Here are the records. Print them all exactly.

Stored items
= = = = =
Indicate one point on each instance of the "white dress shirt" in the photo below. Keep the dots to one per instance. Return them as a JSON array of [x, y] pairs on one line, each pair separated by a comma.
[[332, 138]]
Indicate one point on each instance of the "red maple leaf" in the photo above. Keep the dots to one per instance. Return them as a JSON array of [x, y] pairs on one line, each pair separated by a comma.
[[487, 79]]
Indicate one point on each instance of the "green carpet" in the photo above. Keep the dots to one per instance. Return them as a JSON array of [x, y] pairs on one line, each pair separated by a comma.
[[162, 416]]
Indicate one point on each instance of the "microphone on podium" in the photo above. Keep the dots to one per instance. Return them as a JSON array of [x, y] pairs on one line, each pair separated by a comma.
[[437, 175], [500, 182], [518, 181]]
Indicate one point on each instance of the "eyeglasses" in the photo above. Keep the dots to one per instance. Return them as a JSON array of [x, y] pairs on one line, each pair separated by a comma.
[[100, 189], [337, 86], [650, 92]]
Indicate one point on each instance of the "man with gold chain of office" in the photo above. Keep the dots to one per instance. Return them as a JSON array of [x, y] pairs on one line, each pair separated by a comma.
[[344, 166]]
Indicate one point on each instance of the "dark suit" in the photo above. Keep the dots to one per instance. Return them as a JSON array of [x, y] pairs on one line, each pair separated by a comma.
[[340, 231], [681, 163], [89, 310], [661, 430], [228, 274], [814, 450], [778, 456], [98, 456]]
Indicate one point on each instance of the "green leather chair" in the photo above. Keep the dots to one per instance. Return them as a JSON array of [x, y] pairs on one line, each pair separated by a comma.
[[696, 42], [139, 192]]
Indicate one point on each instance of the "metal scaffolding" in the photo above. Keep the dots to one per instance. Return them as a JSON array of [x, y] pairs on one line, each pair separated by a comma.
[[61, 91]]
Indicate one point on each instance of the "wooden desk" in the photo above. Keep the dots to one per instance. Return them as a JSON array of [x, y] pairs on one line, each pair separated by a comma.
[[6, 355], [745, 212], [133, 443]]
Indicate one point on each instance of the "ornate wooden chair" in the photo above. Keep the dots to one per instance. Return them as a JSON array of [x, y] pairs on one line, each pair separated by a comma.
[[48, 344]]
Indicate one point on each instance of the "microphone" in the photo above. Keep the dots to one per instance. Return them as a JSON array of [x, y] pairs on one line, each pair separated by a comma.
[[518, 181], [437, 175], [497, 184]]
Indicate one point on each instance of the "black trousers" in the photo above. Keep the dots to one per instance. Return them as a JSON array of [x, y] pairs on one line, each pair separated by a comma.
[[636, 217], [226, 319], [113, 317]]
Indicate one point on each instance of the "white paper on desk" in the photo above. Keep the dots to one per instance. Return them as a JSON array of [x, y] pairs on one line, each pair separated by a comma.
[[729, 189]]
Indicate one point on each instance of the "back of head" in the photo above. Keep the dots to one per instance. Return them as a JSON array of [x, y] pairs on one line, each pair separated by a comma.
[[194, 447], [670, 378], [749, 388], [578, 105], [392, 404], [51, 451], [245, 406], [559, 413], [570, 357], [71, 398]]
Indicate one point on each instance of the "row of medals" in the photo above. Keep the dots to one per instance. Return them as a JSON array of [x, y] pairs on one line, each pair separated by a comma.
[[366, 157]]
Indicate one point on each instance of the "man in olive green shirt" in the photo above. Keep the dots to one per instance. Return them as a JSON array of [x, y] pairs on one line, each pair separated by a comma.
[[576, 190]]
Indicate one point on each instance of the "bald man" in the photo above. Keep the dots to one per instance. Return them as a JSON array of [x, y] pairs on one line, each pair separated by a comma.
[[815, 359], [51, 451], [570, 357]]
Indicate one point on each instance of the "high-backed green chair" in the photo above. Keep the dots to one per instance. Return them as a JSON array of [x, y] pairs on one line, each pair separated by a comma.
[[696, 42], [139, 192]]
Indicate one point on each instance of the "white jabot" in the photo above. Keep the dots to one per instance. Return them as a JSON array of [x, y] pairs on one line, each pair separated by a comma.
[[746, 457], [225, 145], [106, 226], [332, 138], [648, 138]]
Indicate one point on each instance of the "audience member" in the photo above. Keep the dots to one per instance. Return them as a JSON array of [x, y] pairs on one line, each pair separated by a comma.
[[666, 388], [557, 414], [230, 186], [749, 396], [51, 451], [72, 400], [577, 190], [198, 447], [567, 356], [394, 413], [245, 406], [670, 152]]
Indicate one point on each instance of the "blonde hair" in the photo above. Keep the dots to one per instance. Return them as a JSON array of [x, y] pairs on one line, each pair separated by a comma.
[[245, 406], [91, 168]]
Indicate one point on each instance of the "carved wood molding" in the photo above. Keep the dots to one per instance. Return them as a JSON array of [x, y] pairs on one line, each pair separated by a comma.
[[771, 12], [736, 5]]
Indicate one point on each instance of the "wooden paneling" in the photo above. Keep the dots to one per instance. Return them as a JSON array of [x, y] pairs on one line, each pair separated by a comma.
= = = = =
ANSWER FOR THE TASK -
Indicate one point on each instance of the "white dress shirt" in the photo below. Keep the dots to one per instance. Return them as a JSON array of [x, y] pairs on one line, each pair separated by a comma.
[[332, 138]]
Indicate one point on each instance of the "red maple leaf" in the photo above. Keep the dots to one per instance. Return them as a JSON array of [x, y] pairs on one line, each pair separated by a comma.
[[487, 79]]
Indicate one point on each instance of the "green carpet" in the photo above. Keep the dots to one per instance. Return them as a JSON array of [x, y] pairs on one line, each pair separated by a comma.
[[162, 416]]
Indicate one point on each instance of the "microphone on podium" in the photo above. Keep the dots to one per instance. Return them as a JSON array of [x, y] pairs on one line, each pair separated by a comma.
[[437, 175], [500, 182], [518, 181]]
Indicate one point on each instance of the "eyeglasses" in the photo above. Keep the dots to one per instance. Return them as a JSON array of [x, y] pairs on one line, each pair separated by a comma.
[[100, 189], [337, 86], [650, 92]]
Indicate one point on each instance of the "man with gold chain of office" in the photo above. Keep the dots to one per instance. Return them as a JSON array of [x, y] pairs on one line, each pair separated by a comma.
[[344, 166]]
Indicate one point on each instance of the "dark suit" in the photo above. Keep the dots to one per instance. Return them as a JSON array of [x, y] pairs on one line, each pair separated by a comma.
[[340, 231], [681, 163], [89, 310], [661, 430], [228, 274], [814, 450], [778, 456], [98, 456]]
Indicate one point on each instance of the "green leather chair" in the photo above. Keep the dots to one per instance. Return them as a JSON array of [x, y] pairs on one line, each pair separated by a comma.
[[696, 42], [139, 192]]
Indicate one point on each instance of the "metal scaffolding" in the photo above. Keep the dots to one per instance. Return them as a JSON array of [x, y] pairs on one line, each pair separated by a comma.
[[61, 91]]
Indicate one point on each instance of the "wooden desk" in the photo above. Keep the dots to one per instance. Return them as a JSON array of [x, y] pairs on one line, each pair separated by a comma.
[[6, 355], [745, 212], [133, 443]]
Indicate one point on each instance of the "ornate wooden chair" in the photo above. Keep the dots to one per instance. Return them as a JSON array of [x, y] pairs on one line, each pair separated by a comma.
[[48, 344]]
Indicate one point on each instance of the "microphone" in the photo above. Keep the dots to one per instance. Return them as a JSON array of [x, y] pairs on one line, each pair separated by a comma.
[[518, 181], [437, 175], [497, 184]]
Indicate one point on each instance of the "black trousers" in the photo above. Keep the dots to one per instance. Return them as a JSON array of [x, y] pairs on one line, each pair separated by a comma.
[[636, 217], [226, 319], [113, 317]]
Indicate one point on each instance of the "white paper on desk" in the photo above. Keep the dots to one per instance. Return them as a JSON array of [x, y] pairs on one line, each pair separated by a comma.
[[729, 189]]
Indicate one point on each instance of the "back of head" in the photo above. Keep the dots to one per instance. Return them as a JSON array of [x, y] pairs on one line, each pair separated by a comma.
[[194, 447], [670, 378], [749, 388], [578, 105], [392, 404], [51, 451], [245, 406], [559, 413], [570, 357], [71, 398]]
Indicate one point on each instance of the "row of medals" in the photo above. Keep the dots to one per instance. Return them as a JSON array of [x, y] pairs on one line, each pair separated by a comma.
[[366, 157]]
Indicate one point on each instance of the "man in olive green shirt" in the photo above. Keep the dots to one per instance. Return them as a JSON array of [x, y] pairs on one line, each pair separated by a comma.
[[576, 190]]
Indicate one point on each instance of the "bald man" in the photo above. Keep the dots to one per instance. Return them as a JSON array of [x, y] pairs on one line, each pair separated by a comma.
[[815, 359], [51, 451], [570, 357]]
Indicate one point on each instance of the "high-backed green chair" in the photo above. Keep the dots to one per instance. Return them as a JSON array of [x, y] pairs on one line, each pair separated by a comma.
[[696, 42], [139, 192]]
Indicate one point on each instance of the "white jabot" in the photo above. Keep the dots to one per instance. Return them as a JSON array of [x, y] pairs on one line, each pair separated by a comma.
[[746, 457], [225, 145], [106, 226], [332, 138], [648, 138]]
Indicate one point on each instance of the "audience member" in the photo above. Keep the dots to one per instance. Return them as a JSON array of [x, y] pairs on one line, each pair separated by a comma.
[[666, 388], [557, 414], [230, 186], [749, 396], [51, 451], [72, 400], [577, 190], [198, 447], [567, 356], [394, 413], [245, 406], [670, 152]]
Indicate one point on each instance of the "blonde hair" in the photo above. Keep the dots to one per instance. Return them as a JSON array of [x, y] pairs on one line, each pair separated by a comma.
[[245, 406], [91, 168]]
Indicate one point on each instance of the "carved wood molding" in the photo above. Keep the dots to one per instance. Return them as a JSON array of [x, y] pairs on one line, each pair separated by a comma.
[[771, 12], [736, 5]]
Indicate one point on each instance of the "wooden paneling" in the photo above. Keep the dots to one per instance. Return them as a JSON array of [x, y] pairs on one line, each pair separated by a comma.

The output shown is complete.